SOURCE EXTRACT below:
She concluded that in today’s financing climate, the future trajectory of the GFF is even more critical saying, “Now is the time to accelerate efforts to strengthen country capacity to lead through inclusive platforms and address power imbalances, secure fair long-term financing, and ensure independent accountability.”

Prof. Gavin Yamey of Duke University presented findings from the CIH 3.0, which laid out a pragmatic path to “50 by 50”, halving the probability of premature death by 2050, through focused investments in 15 priority conditions, eight of which are WCAH (including maternal conditions, neonatal disorders, common infectious diseases). In many low and middle income countries (LMICs), premature mortality is concentrated in children under five, making investments in child and maternal health central to progress. Looking ahead, the Commission will examine what it would take to achieve “50 by 50” for under-5 mortality specifically, and is exploring innovative subsidy mechanisms to make essential commodities more affordable.

Practice and the path forward

In the final panel, Luc Laviolette, the head of the GFF Secretariat, emphasized the GFF as a country-led partnership and catalytic financing mechanism. To date, the GFF has mobilized about US$2.6B in donor grants from 17 donors, using grants to incentivize ministers of finance to allocate World Bank IDA and domestic budget toward WCAH priorities; a Joint Financing Framework now lets other donors co-finance World Bank projects, improving alignment and reducing fragmentation. He acknowledged that country leadership is variable, which shapes how inclusive and visible GFF processes are, but stressed that GFF’s 2026–30 strategy will further sharpen this approach, with greater focus on domestic resource mobilization, stronger data systems, and and equity-focused investments, ensuring external funding strengthens national priorities rather than bypassing them.

This emphasis was echoed by Dr Joël Kiendrébéogo from the Ministry of Health in Burkina Faso who underscored that sustainable financing depends on national ownership and alignment with domestic strategies. In Burkina Faso, this has meant prioritizing interventions for WCAH within the national health development plan, using tools like digitized action plans and dynamic resource mapping to improve efficiency and accountability. He argued that external support must reinforce, not replace these national expenditure frameworks, and that long-term impact requires governments to manage resources effectively while ensuring that external partners remain accountable to national priorities.

For Countdown’s community of researchers, advocates, and policymakers, three immediate takeaways stand out:

  1. Use evidence to defend budgets now. The PMNCH, GFF/GHA series, and CIH 3.0 together provide a compelling, quantified case that WCAH is both vital and high-return. This is the language Finance Ministries and Parliaments need to hear.
  2. Push for alignment and transparency. Investment cases must translate into funded priorities, with public resource mapping that shows who is financing which commitments, and whether equity, quality, and impact are measured.
  3. Champion sustainable systems. Countries and partners should protect primary care and health workers, deploy health taxes where sensible, and ensure aid strengthens national systems rather than substitutes for them.

As we head into the next United Nations General Assembly (UNGA80), the message from this webinar is clear: it’s not only “more money for health,” it’s more and better financing for WCAH, anchored in country leadership, aligned behind one plan, measured for equity and impact, and protected from the shocks that have derailed progress. The costs of inaction are measured in lives; the solutions are already on the table.
End of SOURCE EXTRACT.
PROVIDED INFORMATION below:
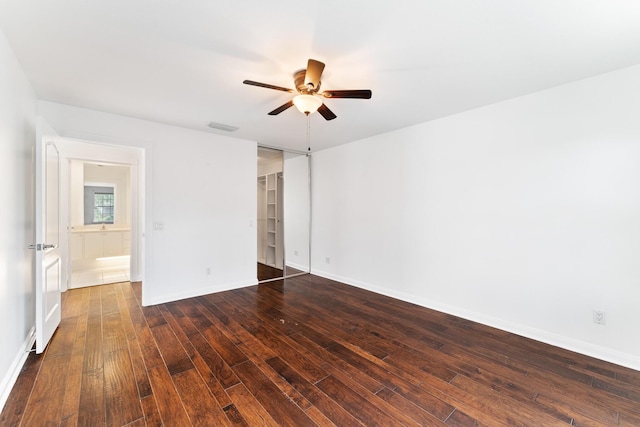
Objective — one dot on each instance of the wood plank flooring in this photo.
(303, 351)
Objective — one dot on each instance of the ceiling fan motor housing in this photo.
(298, 80)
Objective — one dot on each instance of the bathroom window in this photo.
(103, 208)
(99, 205)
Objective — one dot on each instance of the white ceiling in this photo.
(183, 62)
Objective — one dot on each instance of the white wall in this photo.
(296, 211)
(17, 137)
(200, 186)
(524, 215)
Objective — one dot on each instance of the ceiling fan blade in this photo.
(326, 113)
(358, 94)
(314, 71)
(281, 108)
(268, 86)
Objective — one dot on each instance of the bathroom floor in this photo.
(103, 276)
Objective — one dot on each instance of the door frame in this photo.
(83, 150)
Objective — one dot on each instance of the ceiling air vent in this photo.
(221, 126)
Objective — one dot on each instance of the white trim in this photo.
(582, 347)
(18, 362)
(201, 291)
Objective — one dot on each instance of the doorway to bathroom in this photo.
(100, 223)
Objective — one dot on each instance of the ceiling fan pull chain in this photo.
(309, 133)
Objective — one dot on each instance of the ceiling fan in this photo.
(307, 85)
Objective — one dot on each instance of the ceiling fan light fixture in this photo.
(307, 104)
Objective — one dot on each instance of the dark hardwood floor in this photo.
(301, 352)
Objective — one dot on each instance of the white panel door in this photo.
(48, 265)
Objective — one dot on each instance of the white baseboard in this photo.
(201, 291)
(567, 343)
(300, 267)
(11, 376)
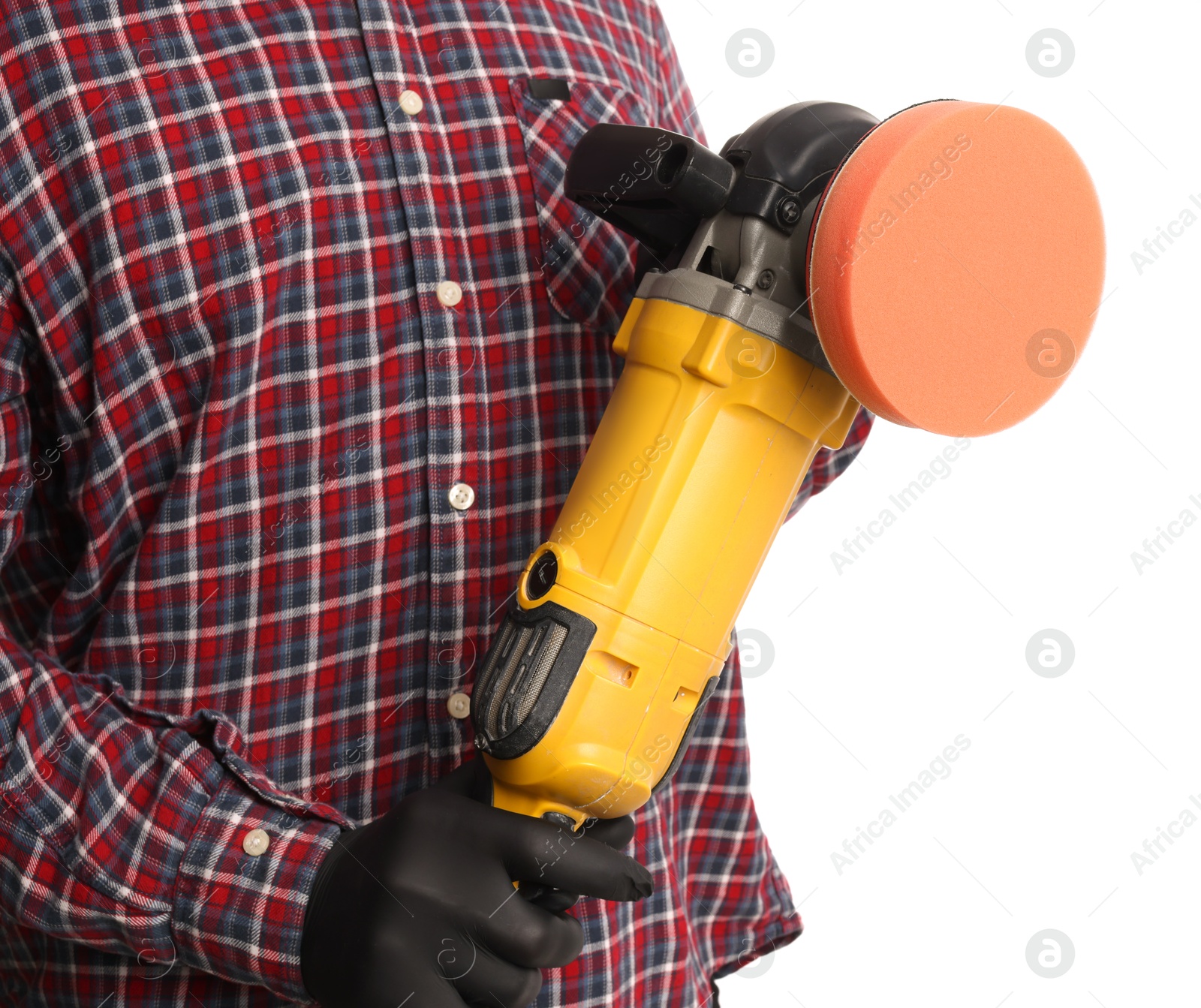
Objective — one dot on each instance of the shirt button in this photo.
(462, 496)
(256, 842)
(411, 102)
(450, 293)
End of PROVIDED INFORMATION.
PROBLEMS TO WORK ON
a) Answer these questions using the webinar summary.
(i) How much has the GFF mobilized in donor grants to date, and from how many donors?
(ii) How many priority conditions does the CIH 3.0 path to "50 by 50" focus on?
(iii) Where does Dr Joël Kiendrébéogo work?
b) Name each person in the webinar summary and give the organization or role listed for each.

EXPECTED OUTPUTS
a)
(i) About US$2.6B, from 17 donors.
(ii) 15 priority conditions, eight of which are WCAH.
(iii) The Ministry of Health in Burkina Faso.

b)
Prof. Gavin Yamey: Duke University
Luc Laviolette: head of the GFF Secretariat
Dr Joël Kiendrébéogo: Ministry of Health in Burkina Faso